* [PROBLEM STATEMENT] In the account of the writer's mother below, rewrite the paragraph beginning "After a long time, her psychiatrist" as a short bulleted list that keeps its main facts.

EXTRACT PROVIDED: Begin

Carol Bailey Floyd, Certified WRAP Facilitator, author of the blog Celebrate Possibilities  

My mother, Mildred Perry Bailey, had her first psychotic episode when I was 17 years old. She was taken away in an ambulance. I was terrified that I would never see her again. I was so scared that something had damaged her mind and that she would never be the same, or that she might even die. Luckily, she did come home, but she was different. She was more tired and depressed, and had less enthusiasm. I tried to do everything I could to help her. Our roles basically reversed; I essentially assumed the role of mothering her, and she was more childlike. 

My brother Jeff has severe autism and could not live at home during his preschool years. All the years of upheaval before he was placed in a facility broke my mother’s heart. My Dad and I visited Jeff regularly, but often my mom couldn’t join us because it upset her too much.  

I am no psychologist, but in looking back, I feel that my mom was a victim of what I call the “Betty Crocker Syndrome.” She kept the house clean and meals on the table—those were her main activities.  

Mom lived to please my dad. Our church was a bit of a social outlet for her, but then my dad lost his faith because God didn’t “fix” my brother Jeff, so there was no more church. My mom had only one friend, whom she saw rarely. She smoked, read a lot, and did crossword puzzles.  

My mom had an IQ of 175, but it never seemed to be of any benefit to her. One time I complimented her on reading so much, but she responded by saying that sometimes that was not a good thing. I think reading was a way that she hid from the world but could also vicariously be part of other surroundings and adventures. 

For many years, my mom had a psychotic episode every Christmas Eve (my birthday) or Christmas Day. Our family would be at a loss about helping her. 

After a long time, her psychiatrist solved that problem by medicating her so much that she was very depressed most of the time. He did not encourage a counselor for her. Mom didn’t want to go to one because she was afraid they would make her review her past. I never ever heard my mom say one word about her childhood, which led me to believe that it was awful. 

My mom and dad divorced after 25 years of marriage. Episode after episode wore my dad down, but he told me in his older years that he regretted not staying with her. 

I told you some of my mother’s story because I know that if my mother could have developed a WRAP, our family wouldn’t have been so helpless. She might have been able to coordinate a much happier and worthwhile life. Unfortunately, the last part of her life was filled with daily depression. She died in 1987 of a stroke at 72 years old. 

Just before my mom died, we were sitting in the back seat of my sister Barbra’s car. I had my arm around her. She looked up at me and said, “You are my guardian angel. You know just when I need you, and you are always there.” Those words set me free from all the guilt and regrets about not being able to make her life happier.

EXTRACT PROVIDED: End
AVAILABLE DATA: Begin

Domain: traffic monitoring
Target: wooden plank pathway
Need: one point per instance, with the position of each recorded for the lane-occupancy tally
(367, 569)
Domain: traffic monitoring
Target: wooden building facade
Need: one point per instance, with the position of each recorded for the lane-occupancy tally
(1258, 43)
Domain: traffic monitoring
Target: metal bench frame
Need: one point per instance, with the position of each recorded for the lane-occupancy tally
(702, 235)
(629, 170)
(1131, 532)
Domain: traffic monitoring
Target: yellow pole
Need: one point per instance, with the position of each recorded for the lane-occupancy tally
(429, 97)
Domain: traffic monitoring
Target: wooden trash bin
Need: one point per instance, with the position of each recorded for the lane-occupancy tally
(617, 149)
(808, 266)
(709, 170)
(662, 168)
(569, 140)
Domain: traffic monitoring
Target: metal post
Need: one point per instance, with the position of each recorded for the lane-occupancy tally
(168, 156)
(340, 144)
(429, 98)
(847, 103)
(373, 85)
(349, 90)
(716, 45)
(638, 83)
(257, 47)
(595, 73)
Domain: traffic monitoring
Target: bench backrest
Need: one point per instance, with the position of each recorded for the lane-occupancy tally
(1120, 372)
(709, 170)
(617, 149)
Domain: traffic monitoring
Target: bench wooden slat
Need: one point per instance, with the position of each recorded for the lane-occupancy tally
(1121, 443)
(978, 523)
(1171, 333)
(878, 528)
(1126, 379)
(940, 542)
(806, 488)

AVAILABLE DATA: End

* [REPLY]
- After a long time, her psychiatrist solved the problem of her episodes by medicating her so heavily that she was very depressed most of the time.
- He did not encourage her to see a counselor.
- She did not want a counselor because she feared being made to review her past.
- She never said a word about her childhood, which led the writer to believe it had been awful.